• SELECTED EXCERPT
..............................

|Publication number||US4827692 A|
|Application number||US 07/113,320|
|Publication date||May 9, 1989|
|Filing date||Oct 28, 1987|
|Priority date||Oct 28, 1987|
|Publication number||07113320, 113320, US 4827692 A, US 4827692A, US-A-4827692, US4827692 A, US4827692A|
|Inventors||Roger I. Fiske, John J. King, David G. Adams|
|Original Assignee||Keystone Foods Corporation|
|Export Citation||BiBTeX, EndNote, RefMan|
|Patent Citations (12), Referenced by (16), Classifications (12), Legal Events (9)|
|External Links: USPTO, USPTO Assignment, Espacenet|
This invention relates to a machine for packaging disc-like objects, and more particularly to a machine for taking frozen hamburger patties in columnar form from a bottom-fed stacking machine and depositing them in stacked alignment within a suitable container.
It is a general object of this invention to provide means for automatically loading stacks of disc-like objects in a rectangular container.
A more particular object of the invention is to provide apparatus for removing stacks of frozen hamburger patties from a bottom-fed stacker and loading them in stacked alignment within a rectangular box.
It is the further object of the invention to provide apparatus capable of performing the above functions which is simple in construction, reliable in operation and relatively inexpensive to manufacture and use.
There are numerous types of prior art loading devices. U.S. Pat. No. 2,834,167, for example, discloses apparatus for loading milk bottles into cases and depicts the use of jaws having inturned hooks adapted to engage underneath the top beads of the bottles which are in turn released after deposit of the bottles into an empty bottle case.
U.S. Pat. No. 3,393,645 discloses apparatus for stacking tortillas including a counting mechanism consisting of a photoelectric arrangement for counting the articles as they interrupt the light source. When a predetermined number of articles has been reached, a solenoid valve is energized releasing air from pneumatic cylinders which cause rapid withdrawal of plates dropping a predetermined number of stacked tortillas onto a moving conveyor for further processing.
U.S. Pat. No. 3,538,992 relates to a device for handling discrete laminar articles and discloses means for dividing a supply of biscuits into batches ready for packaging. Biscuits are gravity fed into a chute. At the bottom of the chute biscuits are picked off one-by-one by fingers carried by a conveyor and deposited in notches of a stacker wheel from which they are deposited onto a conveyor.
U.S. Pat. No. 3,927,508 discloses apparatus for packaging items such as cookies arranged in a verticle array onto a moving conveyor belt for placement into a receptacle disposed on a tranversely moving conveyor.
U.S. Pat. No. 4,209,960 discloses apparatus for stacking disc-like articles by weight. Stacks are divided into specific lengths and then weighed. The results are used to adjust the position of a stop to provide the requisite number of articles.

..............................

• WORK TO DO
a. Answer each of these from the patent text:
(i) Which company is the original assignee?
(ii) What does U.S. Pat. No. 2,834,167 load, and into what?
(iii) What is the filing date?
b. List every U.S. patent number that the patent text cites as prior art.
c. For each statement, say whether the patent text supports it, and quote the words that settle it.
(i) Three inventors are named.
(ii) U.S. Pat. No. 3,393,645 counts tortillas with a mechanical lever.
(iii) In U.S. Pat. No. 3,538,992, gravity feeds biscuits into a chute.

..............................

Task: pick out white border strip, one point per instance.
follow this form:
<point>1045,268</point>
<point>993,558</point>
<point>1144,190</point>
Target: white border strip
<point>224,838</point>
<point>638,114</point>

..............................

• THE ANSWERS
a.
(i) Keystone Foods Corporation
(ii) Milk bottles, into cases
(iii) Oct 28, 1987

b. 2,834,167; 3,393,645; 3,538,992; 3,927,508; 4,209,960

c.
(i) Yes: "Roger I. Fiske, John J. King, David G. Adams"
(ii) No: "a counting mechanism consisting of a photoelectric arrangement for counting the articles as they interrupt the light source"
(iii) Yes: "Biscuits are gravity fed into a chute."